++++ Source records ++++

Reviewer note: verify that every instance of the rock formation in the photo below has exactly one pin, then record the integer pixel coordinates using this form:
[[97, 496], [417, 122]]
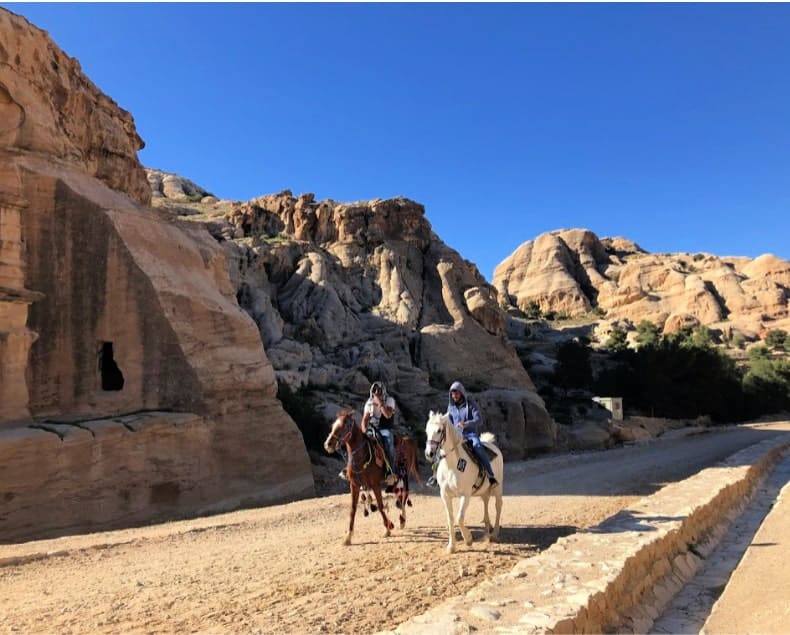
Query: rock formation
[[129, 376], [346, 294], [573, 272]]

++++
++++ Source records ++++

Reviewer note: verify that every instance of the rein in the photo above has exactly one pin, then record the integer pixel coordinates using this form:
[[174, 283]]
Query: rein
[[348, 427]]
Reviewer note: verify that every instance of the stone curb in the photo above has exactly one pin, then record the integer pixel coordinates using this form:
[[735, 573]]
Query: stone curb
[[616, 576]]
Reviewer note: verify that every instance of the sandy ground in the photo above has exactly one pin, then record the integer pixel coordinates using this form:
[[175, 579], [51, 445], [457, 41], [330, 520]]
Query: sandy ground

++++

What is needed -
Work through the records line by line and tally those holding "this". Reply with the number alone.

Written answer -
4